— START OF Stored records —

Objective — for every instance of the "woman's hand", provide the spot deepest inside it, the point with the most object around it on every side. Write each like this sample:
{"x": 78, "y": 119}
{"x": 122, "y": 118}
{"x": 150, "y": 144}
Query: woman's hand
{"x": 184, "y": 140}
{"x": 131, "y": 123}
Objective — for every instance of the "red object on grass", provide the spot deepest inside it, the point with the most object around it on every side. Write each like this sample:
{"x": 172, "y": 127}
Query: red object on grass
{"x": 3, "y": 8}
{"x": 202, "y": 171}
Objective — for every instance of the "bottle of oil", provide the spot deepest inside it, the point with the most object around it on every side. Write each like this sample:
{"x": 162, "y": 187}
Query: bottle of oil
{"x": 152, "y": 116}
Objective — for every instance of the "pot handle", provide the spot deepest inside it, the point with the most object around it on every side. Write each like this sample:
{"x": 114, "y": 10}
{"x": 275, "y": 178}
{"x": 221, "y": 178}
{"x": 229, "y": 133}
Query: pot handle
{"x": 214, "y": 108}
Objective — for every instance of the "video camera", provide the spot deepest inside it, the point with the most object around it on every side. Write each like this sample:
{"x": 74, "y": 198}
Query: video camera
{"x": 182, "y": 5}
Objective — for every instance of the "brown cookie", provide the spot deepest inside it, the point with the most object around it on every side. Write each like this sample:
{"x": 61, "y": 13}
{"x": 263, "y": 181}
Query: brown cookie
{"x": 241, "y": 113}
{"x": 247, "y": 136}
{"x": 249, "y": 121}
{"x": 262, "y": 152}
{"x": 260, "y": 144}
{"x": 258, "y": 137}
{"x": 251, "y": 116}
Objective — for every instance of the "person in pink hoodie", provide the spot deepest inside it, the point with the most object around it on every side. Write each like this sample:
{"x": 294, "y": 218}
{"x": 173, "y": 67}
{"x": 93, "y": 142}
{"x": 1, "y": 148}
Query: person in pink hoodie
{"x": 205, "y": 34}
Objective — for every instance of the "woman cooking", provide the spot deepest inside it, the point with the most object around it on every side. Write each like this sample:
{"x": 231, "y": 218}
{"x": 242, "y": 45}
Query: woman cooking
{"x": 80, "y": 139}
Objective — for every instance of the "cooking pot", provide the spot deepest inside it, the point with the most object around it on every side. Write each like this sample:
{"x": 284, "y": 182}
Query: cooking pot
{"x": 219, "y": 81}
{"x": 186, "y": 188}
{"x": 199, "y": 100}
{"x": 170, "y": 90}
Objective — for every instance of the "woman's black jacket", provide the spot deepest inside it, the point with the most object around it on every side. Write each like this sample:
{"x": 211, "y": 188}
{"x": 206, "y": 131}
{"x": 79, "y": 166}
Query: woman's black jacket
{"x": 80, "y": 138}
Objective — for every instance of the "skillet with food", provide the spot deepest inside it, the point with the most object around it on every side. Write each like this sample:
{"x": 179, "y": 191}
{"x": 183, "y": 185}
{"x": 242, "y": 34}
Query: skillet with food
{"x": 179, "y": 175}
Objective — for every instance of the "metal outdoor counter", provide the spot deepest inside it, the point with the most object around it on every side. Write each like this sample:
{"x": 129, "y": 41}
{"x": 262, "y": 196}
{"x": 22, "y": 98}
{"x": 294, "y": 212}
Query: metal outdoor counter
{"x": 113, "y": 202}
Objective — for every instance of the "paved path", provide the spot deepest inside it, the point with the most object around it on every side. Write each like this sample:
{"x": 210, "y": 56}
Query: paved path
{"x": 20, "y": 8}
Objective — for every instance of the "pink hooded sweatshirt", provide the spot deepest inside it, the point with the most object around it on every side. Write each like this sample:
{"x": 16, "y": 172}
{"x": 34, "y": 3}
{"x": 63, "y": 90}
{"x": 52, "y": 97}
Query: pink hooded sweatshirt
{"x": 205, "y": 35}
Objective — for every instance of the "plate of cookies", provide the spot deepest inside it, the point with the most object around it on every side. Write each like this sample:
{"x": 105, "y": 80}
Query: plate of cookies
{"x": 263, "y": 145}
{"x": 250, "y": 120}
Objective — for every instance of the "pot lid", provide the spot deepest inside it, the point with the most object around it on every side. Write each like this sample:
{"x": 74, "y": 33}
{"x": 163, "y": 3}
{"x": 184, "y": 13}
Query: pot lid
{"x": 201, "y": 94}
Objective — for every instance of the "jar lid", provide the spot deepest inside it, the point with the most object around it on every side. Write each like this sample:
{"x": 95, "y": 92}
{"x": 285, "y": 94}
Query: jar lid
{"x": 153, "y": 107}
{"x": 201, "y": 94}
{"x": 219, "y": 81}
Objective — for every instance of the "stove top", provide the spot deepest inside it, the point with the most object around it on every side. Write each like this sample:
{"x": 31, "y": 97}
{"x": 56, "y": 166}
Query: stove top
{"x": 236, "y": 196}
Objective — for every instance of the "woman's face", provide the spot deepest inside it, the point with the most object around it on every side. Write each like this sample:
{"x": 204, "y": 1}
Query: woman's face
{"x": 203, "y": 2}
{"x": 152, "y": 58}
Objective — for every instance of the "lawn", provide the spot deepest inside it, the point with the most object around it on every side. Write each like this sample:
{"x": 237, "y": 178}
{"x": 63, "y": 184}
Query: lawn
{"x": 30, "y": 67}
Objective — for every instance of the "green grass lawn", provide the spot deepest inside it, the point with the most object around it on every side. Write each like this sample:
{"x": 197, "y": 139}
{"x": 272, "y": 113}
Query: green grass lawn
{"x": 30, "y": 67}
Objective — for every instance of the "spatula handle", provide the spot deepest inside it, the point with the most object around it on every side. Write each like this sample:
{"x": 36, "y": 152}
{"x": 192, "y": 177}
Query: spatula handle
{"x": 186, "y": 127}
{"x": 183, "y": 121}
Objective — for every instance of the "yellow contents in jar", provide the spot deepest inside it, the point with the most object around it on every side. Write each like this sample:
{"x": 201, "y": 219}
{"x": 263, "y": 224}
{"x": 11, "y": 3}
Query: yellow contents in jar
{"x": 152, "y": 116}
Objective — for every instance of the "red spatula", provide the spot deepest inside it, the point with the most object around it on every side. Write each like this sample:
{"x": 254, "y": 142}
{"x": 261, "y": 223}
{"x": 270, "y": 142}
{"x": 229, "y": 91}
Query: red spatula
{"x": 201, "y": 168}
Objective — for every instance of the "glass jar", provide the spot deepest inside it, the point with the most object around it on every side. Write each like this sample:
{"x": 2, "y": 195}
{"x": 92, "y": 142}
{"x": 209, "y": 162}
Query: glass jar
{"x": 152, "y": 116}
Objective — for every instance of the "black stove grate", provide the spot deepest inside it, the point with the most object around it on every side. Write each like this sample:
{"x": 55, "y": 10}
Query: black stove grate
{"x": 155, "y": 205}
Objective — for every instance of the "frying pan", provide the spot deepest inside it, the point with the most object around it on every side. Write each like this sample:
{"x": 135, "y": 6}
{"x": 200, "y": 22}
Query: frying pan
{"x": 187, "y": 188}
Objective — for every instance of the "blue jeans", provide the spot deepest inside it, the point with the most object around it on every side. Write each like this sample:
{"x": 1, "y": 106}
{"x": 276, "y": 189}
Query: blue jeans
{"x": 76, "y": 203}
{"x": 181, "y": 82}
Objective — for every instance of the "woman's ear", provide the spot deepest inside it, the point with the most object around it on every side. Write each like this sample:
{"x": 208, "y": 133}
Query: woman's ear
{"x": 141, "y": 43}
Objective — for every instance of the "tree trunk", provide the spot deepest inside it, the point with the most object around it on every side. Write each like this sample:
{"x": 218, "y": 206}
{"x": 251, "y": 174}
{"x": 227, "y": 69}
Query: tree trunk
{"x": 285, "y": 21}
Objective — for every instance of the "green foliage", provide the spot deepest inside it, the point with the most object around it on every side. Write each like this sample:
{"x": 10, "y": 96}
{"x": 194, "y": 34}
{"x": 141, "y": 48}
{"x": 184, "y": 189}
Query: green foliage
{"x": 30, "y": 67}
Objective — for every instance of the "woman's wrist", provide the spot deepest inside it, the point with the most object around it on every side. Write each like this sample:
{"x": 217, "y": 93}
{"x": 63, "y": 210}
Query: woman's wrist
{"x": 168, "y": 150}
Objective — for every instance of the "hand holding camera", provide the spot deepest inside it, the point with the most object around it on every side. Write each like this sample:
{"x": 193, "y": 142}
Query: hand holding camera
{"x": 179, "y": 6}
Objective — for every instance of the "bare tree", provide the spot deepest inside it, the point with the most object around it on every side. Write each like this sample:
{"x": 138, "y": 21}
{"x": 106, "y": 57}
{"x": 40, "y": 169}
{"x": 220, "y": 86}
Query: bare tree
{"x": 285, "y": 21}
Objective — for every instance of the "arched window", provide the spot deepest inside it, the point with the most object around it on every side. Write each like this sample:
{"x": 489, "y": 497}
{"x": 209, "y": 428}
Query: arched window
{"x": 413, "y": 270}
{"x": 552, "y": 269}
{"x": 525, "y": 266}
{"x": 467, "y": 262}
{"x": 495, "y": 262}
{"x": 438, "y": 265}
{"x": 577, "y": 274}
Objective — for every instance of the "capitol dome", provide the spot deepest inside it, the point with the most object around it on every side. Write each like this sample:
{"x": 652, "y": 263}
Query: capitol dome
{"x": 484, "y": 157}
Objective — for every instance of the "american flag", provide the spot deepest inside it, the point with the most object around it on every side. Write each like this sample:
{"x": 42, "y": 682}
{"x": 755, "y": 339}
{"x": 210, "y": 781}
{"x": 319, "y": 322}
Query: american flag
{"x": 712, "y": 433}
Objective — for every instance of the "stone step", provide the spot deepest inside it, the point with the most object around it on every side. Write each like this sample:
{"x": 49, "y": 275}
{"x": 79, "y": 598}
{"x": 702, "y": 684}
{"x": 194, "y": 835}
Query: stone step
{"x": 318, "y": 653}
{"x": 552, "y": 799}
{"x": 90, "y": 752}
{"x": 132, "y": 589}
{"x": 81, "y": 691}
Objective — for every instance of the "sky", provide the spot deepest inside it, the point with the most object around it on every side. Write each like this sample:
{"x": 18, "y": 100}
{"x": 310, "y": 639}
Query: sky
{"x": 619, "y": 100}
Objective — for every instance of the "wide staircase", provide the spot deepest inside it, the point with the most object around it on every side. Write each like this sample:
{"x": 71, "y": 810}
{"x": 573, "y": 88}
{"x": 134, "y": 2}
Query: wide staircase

— END OF Stored records —

What to do.
Copy out every line of the data above that contains the word "jacket".

The response.
Objective — for every instance of the "woman's black jacket", provide the spot deepest inside it, the point with the most object around it on every side. Write each like this sample:
Query: woman's black jacket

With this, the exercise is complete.